» **Job**:
In the VisitationFrequencyTest documentation, how is the invariant distribution from which transfer entropy is computed estimated?

» **Extract to read**:
####
VisitationFrequencyTest(k::Int = 1, l::Int = 1, m::Int = 1, n::Int = 1, 
    τ::Int = 1, b = 2, estimator::VisitationFrequency = VisitationFrequency(), 
    binning_summary_statistic::Function = StatsBase.mean,
    binning::RectangularBinning, ηs)

The parameters for a transfer entropy test using the VisitationFrequency estimator. This is the original transfer entropy estimator from [1], as implemented in [2].

Mandatory keyword arguments

• binning::RectangularBinning: An instance of a RectangularBinning that dictates how the delay embedding is discretized.
• ηs: The prediction lags (that go into the $T_{f}$ component of the embedding).

Optional keyword arguments

• k::Int: The dimension of the $T_{f}$ component of the embedding.
• l::Int: The dimension of the $T_{pp}$ component of the embedding.
• m::Int: The dimension of the $S_{pp}$ component of the embedding.
• n::Int: The dimension of the $C_{pp}$ component of the embedding.
• τ::Int: The embedding lag. Default is τ = 1.
• b: Base of the logarithm. The default (b = 2) gives the TE in bits.
• estimator::VisitationFrequency: A VisitationFrequency estimator instance.
• binning_summary_statistic::Function: A summary statistic to summarise the transfer entropy values if multiple binnings are provided.

Estimation of the invariant measure

With a VisitationFrequencyTest, the invariant distribution from which transfer entropy is computed is estimated using simple counting (hence, visitation frequency). Counting is done over the partition elements of a discretization of an appropriate delay reconstruction of the time series to be analysed.

About the delay reconstruction for transfer entropy analysis

Denote the time series for the source process $S$ as $S(t)$, and the time series for the target process $T$ as $T(t)$, and $C_i(t)$ as the time series for any conditional processes $C_i$ that also may influence $T$. To compute (conditional) TE, we need a generalised embedding [3, 4] incorporating all of these processes.
####
» **Records provided**:
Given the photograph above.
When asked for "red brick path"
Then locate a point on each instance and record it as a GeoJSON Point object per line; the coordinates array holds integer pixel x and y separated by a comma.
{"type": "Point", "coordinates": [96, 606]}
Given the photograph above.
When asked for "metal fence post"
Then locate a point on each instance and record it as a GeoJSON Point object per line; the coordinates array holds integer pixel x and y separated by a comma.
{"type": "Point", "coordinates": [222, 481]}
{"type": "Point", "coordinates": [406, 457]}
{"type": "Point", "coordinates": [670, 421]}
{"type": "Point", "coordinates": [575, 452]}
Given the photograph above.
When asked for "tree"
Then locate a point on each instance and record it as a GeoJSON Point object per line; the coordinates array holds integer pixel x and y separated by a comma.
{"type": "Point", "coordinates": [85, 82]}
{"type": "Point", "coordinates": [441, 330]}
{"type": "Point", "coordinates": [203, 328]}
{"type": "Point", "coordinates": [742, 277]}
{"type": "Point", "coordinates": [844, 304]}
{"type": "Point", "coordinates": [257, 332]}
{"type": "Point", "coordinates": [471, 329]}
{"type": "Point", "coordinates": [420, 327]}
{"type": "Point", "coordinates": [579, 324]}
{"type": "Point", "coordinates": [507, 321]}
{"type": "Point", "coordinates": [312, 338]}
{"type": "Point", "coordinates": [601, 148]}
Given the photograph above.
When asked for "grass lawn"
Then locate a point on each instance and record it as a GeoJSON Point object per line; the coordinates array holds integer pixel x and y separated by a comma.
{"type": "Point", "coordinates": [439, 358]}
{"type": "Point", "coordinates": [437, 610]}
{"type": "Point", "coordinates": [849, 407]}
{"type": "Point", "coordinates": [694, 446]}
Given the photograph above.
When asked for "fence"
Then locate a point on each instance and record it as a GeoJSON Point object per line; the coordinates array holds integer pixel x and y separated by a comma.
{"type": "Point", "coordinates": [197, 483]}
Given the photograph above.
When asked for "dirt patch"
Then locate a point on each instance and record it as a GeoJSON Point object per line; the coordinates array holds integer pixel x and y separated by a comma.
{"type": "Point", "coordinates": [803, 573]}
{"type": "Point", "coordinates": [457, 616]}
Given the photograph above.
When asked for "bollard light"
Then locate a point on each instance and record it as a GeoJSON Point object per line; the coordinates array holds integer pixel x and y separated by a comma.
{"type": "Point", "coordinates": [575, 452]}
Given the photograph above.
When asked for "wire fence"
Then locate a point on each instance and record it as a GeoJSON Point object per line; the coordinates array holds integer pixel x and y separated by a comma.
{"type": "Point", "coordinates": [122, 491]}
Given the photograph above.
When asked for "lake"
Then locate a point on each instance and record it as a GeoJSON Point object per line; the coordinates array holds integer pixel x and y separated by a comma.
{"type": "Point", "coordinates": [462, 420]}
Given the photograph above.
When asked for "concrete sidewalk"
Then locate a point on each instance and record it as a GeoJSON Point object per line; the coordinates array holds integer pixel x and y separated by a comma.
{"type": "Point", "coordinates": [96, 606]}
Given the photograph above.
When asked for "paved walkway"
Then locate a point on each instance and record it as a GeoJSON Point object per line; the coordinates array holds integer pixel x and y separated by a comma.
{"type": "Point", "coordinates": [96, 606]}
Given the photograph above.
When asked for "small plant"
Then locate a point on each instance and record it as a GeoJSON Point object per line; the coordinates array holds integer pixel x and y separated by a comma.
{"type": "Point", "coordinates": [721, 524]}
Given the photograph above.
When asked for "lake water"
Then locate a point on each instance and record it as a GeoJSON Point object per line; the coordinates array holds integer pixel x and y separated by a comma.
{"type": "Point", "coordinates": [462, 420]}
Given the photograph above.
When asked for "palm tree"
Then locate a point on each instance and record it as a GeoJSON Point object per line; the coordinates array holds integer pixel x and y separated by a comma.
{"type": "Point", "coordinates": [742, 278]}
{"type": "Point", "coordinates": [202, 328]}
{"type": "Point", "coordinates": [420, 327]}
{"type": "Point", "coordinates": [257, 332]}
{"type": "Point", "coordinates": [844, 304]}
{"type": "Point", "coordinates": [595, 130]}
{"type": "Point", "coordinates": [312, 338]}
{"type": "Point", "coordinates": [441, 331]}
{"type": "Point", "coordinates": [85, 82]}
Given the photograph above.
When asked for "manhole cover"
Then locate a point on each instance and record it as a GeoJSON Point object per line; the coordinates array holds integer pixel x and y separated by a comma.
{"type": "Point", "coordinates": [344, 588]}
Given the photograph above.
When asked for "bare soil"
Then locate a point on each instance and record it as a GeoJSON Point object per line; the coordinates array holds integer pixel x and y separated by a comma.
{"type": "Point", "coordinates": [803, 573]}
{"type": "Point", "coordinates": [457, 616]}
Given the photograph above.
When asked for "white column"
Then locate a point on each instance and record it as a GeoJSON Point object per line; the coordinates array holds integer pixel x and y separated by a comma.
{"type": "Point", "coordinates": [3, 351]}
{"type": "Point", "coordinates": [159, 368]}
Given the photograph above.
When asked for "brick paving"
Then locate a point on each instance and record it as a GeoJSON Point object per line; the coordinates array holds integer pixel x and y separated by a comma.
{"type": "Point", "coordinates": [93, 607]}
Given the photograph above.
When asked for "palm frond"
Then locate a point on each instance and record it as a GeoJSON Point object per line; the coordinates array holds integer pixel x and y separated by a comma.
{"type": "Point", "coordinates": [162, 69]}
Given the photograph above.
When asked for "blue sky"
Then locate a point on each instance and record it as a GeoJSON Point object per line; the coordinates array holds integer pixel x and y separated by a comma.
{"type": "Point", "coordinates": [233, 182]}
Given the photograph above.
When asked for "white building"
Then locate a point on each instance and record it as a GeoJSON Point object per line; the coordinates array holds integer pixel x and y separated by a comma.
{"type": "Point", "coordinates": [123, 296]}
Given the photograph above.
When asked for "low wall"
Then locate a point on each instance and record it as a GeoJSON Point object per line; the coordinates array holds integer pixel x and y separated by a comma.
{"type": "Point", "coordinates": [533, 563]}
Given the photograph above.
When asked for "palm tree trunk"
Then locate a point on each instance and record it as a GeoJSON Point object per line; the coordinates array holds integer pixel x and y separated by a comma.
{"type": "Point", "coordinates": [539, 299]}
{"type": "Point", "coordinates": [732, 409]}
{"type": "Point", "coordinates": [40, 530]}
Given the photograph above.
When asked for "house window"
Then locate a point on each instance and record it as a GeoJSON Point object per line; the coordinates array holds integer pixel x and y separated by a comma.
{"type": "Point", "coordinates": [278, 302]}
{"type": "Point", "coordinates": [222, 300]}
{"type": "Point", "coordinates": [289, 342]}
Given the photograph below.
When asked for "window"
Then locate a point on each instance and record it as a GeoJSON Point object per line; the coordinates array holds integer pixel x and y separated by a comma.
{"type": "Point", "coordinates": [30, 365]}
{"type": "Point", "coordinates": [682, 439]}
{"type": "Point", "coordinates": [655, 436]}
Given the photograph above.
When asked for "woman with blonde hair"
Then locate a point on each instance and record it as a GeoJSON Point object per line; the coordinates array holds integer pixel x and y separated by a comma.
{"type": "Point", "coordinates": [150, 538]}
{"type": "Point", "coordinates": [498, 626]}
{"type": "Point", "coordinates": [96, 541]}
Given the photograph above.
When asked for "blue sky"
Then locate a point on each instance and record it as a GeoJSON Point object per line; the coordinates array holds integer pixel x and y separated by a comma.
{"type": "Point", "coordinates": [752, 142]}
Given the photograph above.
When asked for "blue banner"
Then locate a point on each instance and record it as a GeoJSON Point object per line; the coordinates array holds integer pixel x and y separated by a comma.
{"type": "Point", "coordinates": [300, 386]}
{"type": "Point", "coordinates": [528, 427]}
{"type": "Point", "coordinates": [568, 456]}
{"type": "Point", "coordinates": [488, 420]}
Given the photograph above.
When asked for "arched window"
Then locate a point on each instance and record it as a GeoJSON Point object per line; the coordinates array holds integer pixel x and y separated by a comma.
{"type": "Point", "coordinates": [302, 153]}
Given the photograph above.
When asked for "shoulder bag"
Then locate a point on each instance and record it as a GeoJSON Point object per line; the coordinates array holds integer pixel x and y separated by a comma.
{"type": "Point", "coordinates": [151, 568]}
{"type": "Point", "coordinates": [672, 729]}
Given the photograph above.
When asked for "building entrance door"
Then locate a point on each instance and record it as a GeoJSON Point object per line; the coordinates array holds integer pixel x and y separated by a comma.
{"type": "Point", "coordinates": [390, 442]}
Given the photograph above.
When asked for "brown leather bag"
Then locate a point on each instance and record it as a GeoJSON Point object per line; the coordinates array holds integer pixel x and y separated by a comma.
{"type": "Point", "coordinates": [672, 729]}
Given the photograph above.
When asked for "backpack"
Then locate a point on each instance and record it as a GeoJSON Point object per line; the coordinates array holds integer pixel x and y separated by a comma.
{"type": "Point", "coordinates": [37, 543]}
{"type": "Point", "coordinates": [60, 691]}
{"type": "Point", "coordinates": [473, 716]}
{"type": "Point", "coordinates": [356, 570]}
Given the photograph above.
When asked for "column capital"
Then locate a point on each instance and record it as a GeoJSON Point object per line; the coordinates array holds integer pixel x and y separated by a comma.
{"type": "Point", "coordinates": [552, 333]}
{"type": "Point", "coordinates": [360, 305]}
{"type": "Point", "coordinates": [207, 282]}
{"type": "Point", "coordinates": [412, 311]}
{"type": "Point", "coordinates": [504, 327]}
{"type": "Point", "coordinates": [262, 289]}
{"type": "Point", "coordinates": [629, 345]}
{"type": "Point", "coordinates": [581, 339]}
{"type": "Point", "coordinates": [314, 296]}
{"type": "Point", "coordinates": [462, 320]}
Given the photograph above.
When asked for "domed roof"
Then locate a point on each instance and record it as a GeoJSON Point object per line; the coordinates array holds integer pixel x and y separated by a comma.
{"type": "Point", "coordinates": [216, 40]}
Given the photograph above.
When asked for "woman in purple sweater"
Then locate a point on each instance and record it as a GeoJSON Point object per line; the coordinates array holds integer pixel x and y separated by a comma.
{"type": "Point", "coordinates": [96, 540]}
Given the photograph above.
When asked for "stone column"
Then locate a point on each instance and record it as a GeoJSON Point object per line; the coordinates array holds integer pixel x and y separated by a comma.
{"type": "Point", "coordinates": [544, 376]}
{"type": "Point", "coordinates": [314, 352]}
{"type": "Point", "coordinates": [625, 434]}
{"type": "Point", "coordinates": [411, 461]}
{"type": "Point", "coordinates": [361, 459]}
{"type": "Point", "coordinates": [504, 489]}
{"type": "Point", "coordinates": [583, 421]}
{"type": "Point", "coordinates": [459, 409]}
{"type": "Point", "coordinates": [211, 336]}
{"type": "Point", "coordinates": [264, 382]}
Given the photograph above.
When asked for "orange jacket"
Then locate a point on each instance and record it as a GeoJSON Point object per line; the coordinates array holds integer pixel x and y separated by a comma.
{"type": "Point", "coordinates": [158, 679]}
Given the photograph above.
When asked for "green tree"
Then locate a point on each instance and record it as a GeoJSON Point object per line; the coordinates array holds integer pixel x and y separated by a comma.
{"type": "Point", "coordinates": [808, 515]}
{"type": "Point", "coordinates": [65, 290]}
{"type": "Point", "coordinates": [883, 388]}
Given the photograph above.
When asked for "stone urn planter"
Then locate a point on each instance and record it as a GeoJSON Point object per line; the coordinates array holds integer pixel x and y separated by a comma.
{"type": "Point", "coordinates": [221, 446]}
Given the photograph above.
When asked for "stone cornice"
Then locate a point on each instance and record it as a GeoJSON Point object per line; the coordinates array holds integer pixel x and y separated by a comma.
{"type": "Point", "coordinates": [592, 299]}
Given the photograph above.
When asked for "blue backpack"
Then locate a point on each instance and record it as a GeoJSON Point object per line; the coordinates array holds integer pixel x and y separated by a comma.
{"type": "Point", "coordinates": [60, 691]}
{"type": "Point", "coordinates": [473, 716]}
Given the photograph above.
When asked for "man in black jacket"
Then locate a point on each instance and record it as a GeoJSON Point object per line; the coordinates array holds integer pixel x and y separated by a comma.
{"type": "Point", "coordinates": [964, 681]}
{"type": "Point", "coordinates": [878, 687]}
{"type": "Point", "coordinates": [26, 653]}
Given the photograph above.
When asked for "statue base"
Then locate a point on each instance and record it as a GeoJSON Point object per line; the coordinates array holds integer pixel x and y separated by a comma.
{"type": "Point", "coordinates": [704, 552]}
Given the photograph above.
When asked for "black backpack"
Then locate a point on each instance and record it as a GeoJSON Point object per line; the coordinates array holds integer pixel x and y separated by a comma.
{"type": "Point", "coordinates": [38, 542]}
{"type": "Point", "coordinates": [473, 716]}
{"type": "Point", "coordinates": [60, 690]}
####
» **Task answer**:
By simple counting (visitation frequency) over the partition elements of a discretized delay reconstruction of the time series.